- **What this task involves**: Identify the line that contains "Could you point to the oven door window" in the material. Output it and every line after it, unchanged, through the end.

- **Records for processing**:
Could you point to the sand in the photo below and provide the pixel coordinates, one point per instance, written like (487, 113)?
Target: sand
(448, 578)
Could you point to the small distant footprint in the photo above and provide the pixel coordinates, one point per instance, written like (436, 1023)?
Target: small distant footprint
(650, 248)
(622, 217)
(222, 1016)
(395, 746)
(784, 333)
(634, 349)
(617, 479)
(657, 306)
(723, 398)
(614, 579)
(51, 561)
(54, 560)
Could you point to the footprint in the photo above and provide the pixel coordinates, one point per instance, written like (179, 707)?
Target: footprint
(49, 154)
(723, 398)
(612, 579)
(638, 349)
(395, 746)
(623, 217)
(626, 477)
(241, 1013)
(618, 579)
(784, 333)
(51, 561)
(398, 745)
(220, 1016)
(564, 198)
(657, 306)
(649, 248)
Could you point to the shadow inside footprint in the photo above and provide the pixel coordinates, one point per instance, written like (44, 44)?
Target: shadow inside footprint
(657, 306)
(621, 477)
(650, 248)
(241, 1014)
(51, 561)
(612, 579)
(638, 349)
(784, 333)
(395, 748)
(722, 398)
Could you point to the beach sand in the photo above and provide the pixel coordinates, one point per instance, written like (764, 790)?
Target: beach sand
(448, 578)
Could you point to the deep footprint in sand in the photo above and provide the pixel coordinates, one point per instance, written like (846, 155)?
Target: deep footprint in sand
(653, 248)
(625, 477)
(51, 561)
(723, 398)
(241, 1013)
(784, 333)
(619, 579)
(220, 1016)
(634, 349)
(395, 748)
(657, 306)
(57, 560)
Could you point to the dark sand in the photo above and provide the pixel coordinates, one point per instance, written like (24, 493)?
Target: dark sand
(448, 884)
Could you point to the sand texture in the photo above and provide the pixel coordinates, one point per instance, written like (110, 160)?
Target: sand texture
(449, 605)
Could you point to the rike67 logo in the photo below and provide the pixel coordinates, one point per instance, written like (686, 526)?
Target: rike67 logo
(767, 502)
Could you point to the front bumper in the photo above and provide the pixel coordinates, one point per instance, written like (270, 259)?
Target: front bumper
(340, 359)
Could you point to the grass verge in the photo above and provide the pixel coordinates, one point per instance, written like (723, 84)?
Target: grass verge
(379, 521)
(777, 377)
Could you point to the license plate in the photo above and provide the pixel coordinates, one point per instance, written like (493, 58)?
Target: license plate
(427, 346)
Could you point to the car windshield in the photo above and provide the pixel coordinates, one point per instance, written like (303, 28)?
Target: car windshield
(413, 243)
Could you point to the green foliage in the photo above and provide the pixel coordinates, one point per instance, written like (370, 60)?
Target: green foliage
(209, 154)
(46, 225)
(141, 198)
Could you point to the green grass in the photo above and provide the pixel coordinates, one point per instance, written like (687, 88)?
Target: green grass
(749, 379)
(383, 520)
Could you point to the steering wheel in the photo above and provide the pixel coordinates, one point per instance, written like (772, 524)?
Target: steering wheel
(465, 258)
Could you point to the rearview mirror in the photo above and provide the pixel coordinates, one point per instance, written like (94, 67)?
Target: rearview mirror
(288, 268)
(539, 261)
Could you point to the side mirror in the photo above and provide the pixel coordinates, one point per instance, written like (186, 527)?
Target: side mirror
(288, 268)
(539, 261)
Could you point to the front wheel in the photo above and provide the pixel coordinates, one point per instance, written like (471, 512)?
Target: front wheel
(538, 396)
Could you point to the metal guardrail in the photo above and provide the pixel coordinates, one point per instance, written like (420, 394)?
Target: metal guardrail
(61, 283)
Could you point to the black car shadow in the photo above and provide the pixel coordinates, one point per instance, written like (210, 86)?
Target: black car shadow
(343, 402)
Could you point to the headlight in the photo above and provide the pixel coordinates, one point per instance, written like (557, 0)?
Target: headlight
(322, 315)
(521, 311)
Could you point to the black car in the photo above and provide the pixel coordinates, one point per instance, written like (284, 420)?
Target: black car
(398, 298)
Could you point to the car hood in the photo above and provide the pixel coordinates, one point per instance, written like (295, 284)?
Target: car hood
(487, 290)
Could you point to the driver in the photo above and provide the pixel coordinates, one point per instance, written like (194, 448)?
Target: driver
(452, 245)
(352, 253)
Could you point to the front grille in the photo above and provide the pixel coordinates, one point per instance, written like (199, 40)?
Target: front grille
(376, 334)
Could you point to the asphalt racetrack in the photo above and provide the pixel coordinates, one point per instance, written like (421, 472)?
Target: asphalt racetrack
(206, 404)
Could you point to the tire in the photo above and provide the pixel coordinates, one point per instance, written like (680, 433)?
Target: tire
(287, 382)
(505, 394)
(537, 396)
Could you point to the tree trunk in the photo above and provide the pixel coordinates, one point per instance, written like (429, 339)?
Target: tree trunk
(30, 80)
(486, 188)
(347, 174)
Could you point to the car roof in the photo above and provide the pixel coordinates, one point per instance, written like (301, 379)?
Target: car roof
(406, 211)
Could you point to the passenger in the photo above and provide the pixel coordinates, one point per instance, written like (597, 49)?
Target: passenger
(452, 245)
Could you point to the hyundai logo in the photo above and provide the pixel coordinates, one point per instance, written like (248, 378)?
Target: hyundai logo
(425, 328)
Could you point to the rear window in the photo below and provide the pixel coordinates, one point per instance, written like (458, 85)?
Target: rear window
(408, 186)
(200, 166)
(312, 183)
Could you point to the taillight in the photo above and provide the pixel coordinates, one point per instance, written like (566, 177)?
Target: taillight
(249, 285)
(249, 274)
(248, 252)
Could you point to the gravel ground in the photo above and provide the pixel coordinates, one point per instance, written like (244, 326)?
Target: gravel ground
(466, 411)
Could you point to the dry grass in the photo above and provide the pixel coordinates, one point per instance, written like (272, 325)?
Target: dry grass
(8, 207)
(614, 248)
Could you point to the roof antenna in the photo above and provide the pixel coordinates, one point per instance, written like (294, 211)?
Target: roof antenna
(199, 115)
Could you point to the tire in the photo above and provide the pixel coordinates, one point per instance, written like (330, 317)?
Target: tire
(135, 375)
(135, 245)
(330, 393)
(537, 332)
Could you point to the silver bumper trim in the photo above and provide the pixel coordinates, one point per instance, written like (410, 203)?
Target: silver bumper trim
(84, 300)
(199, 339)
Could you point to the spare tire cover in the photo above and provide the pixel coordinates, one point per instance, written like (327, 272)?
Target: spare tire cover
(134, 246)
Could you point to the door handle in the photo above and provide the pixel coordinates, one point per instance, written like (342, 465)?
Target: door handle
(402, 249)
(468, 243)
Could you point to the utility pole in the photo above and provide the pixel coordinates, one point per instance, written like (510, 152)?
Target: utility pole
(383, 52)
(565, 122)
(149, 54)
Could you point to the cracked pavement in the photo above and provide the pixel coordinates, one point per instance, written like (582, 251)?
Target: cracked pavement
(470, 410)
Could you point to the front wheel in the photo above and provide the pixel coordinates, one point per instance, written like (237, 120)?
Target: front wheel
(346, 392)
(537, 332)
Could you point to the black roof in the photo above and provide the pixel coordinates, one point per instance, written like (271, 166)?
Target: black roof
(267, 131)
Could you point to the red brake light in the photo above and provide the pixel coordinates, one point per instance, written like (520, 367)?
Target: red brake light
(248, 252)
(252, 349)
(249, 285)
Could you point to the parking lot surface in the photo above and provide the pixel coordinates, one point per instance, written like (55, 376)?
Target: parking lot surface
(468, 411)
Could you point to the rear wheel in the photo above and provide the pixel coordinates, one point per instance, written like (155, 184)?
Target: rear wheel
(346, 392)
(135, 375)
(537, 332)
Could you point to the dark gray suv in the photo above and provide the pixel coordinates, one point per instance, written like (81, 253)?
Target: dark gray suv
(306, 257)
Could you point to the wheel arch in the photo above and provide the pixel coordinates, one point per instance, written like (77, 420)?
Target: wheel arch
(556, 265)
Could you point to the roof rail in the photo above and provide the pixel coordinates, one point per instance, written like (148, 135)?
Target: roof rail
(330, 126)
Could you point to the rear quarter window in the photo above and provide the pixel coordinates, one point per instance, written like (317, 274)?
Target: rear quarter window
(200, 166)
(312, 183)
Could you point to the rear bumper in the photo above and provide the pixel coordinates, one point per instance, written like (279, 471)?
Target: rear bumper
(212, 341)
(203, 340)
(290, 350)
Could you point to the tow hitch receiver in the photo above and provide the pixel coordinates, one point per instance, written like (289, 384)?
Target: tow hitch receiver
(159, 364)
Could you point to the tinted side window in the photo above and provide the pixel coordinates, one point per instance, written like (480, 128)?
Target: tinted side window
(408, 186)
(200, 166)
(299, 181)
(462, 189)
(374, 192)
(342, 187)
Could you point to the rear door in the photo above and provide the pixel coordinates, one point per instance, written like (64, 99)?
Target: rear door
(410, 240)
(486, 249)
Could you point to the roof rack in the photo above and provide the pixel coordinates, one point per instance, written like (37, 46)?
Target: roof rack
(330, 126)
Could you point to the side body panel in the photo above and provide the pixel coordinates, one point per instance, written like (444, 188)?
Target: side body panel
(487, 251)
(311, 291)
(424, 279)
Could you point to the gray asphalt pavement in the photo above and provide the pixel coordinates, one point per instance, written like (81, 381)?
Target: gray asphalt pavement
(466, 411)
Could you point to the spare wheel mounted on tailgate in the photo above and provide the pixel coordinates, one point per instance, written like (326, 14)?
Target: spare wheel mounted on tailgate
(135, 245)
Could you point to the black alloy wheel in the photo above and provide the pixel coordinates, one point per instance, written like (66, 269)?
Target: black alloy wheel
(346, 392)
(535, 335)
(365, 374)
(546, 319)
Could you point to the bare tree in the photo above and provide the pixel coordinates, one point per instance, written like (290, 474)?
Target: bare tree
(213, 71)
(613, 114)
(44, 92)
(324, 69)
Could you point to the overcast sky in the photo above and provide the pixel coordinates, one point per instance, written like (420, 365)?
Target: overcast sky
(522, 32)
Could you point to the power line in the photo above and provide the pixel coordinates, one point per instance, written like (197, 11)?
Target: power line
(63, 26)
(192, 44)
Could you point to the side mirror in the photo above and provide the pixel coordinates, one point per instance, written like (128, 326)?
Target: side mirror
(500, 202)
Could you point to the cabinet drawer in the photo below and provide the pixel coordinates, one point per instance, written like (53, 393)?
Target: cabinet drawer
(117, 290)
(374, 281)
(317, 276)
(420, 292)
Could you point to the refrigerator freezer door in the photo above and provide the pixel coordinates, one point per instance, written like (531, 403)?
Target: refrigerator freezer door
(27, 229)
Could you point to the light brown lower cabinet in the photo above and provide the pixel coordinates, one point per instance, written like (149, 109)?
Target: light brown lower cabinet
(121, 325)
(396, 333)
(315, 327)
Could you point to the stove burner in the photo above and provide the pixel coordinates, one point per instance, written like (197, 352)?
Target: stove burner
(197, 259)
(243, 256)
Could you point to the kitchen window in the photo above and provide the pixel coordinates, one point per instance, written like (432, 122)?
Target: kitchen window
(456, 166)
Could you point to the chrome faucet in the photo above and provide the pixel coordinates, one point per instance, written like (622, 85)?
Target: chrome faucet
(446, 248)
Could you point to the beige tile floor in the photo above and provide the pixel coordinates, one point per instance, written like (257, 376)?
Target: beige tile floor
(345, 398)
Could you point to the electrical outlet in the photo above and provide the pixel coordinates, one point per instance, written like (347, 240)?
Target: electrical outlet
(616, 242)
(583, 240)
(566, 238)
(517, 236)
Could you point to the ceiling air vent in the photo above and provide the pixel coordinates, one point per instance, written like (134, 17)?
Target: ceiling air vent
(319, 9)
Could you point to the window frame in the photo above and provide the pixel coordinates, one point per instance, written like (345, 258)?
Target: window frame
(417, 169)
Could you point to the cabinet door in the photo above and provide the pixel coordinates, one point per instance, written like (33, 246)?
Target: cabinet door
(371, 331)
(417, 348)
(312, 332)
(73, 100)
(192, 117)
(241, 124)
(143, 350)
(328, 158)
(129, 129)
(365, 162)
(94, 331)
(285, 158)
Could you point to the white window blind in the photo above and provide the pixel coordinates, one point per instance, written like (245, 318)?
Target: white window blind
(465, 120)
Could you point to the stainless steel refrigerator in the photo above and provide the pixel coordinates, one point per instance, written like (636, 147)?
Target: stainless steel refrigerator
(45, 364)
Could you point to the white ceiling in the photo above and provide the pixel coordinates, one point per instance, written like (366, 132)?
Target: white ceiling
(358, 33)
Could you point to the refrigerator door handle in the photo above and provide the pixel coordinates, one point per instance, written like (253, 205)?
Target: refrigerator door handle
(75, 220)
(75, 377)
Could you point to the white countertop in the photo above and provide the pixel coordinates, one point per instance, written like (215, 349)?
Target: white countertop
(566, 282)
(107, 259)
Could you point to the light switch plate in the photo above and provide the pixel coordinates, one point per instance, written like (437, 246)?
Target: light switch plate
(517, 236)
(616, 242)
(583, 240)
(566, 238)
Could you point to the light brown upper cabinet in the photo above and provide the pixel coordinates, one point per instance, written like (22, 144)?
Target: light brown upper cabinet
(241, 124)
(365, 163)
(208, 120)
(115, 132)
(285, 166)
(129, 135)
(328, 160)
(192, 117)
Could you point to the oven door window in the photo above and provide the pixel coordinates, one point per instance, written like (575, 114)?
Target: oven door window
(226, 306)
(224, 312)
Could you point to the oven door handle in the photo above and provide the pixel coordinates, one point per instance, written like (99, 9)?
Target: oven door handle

- **Response area**:
Could you point to the oven door window in the photo above and provide the pixel coordinates, one point per instance, written like (575, 114)?
Target: oven door window
(226, 306)
(224, 312)
Could you point to the oven door handle in the photo above and provide the pixel coordinates, one point per instance, written like (99, 9)?
Target: oven door handle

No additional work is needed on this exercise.